◆ **Work task**
Quote the lines from the line holding "The output is" to the very end of the listing, exactly, and no others.

◆ **Working data**
○ ○ ○ ○

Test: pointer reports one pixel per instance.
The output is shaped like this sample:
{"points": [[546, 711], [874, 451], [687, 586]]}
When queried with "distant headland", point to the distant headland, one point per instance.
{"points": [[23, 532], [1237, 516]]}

○ ○ ○ ○

◆ **Response**
The output is shaped like this sample:
{"points": [[546, 711], [874, 451], [687, 586]]}
When queried with "distant headland", point to the distant headland, one point per instance.
{"points": [[23, 532], [1237, 516]]}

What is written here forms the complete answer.